**WHAT IS NEEDED**
The data below calls for an exact copy.

**Referring expression pointing data**
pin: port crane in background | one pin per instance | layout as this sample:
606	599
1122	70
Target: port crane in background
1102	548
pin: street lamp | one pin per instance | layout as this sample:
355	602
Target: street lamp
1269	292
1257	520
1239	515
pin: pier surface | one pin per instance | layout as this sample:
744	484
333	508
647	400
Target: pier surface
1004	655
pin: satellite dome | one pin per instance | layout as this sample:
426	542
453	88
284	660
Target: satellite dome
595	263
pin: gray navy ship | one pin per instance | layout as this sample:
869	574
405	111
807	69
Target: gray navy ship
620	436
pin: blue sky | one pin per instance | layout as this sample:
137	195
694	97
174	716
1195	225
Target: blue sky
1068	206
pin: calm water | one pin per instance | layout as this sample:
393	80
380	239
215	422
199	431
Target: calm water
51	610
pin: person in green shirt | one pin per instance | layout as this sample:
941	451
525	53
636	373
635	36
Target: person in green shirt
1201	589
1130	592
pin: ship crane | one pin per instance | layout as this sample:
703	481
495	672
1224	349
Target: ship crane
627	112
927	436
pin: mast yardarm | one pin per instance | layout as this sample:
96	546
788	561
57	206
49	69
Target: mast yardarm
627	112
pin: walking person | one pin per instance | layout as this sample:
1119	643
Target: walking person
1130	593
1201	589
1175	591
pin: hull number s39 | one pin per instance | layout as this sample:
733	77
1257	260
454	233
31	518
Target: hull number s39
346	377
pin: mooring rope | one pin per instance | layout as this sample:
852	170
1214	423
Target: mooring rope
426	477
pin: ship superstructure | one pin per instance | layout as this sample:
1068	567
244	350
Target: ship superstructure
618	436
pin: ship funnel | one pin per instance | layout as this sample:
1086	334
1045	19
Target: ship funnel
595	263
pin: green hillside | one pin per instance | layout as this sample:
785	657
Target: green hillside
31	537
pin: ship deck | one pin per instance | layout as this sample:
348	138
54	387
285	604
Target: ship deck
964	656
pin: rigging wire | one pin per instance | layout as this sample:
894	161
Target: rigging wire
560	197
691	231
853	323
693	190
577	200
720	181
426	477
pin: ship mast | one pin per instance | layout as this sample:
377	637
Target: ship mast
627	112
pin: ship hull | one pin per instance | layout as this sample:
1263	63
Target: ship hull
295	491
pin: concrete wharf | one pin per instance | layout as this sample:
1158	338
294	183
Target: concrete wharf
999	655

**OUTPUT FOR THIS EXERCISE**
pin: port crane in background | one pin per instance | layout as this sample:
606	599
1122	70
Target: port crane in background
1102	548
pin: street lamp | one pin per instance | layout as this sample:
355	602
Target: street lamp
1269	292
1257	520
1239	515
pin: pier surface | one pin per instance | layout as this sample:
744	484
333	508
647	400
Target: pier surface
1004	655
pin: satellite dome | one pin per instance | layout as this sample:
426	542
453	88
284	660
Target: satellite dome
595	263
pin: gray navy ship | one pin per instance | layout as this sample:
869	574
405	111
807	69
Target: gray navy ship
620	436
pin: blue sky | one pin per instance | layout as this sample:
137	195
694	97
174	716
1195	225
Target: blue sky
1068	206
pin: calm water | one pin per instance | layout as this sample:
393	80
380	239
215	422
199	431
Target: calm water
51	610
pin: person in green shirt | one pin per instance | layout as this sample:
941	451
525	53
636	373
635	36
Target: person in green shirt
1201	589
1130	592
pin: ship crane | one pin per instance | layout as this sample:
703	481
495	672
1224	349
Target: ship crane
627	112
927	436
pin: mast yardarm | one pin per instance | layout as this sample:
96	546
788	561
57	206
49	69
Target: mast yardarm
627	112
pin: walking person | one pin per instance | layout as this sample:
1119	643
Target: walking person
1130	593
1201	589
1175	591
pin: hull number s39 | one pin per instance | layout as this sample:
733	77
1257	260
454	233
31	518
Target: hull number s39
346	377
pin: mooring rope | one pin per instance | layout as this sample:
852	170
1214	423
Target: mooring rope
426	477
pin: ship superstructure | one pin per instance | layout as this sample:
1068	567
244	350
Target: ship superstructure
618	436
pin: ship funnel | one pin per instance | layout as this sample:
1086	334
1045	19
Target: ship funnel
595	263
pin: green hillside | one pin per instance | layout as this sample:
785	657
Target: green hillside
31	537
pin: ship deck | one pin per instance | layout as this sample:
348	138
54	387
285	604
Target: ship deck
964	656
pin: rigging wire | one pin per instance | layout as this sample:
894	161
Target: rigging wire
560	197
691	231
853	323
693	190
577	200
720	181
426	477
pin: ship mast | one pin per instance | layout as this sample:
377	637
Target: ship mast
627	112
pin: ship hull | one pin per instance | layout as this sample:
1263	63
Target: ship hull
295	491
pin: concrete wharf | one pin per instance | layout as this sample:
1158	338
294	183
Target: concrete wharf
999	655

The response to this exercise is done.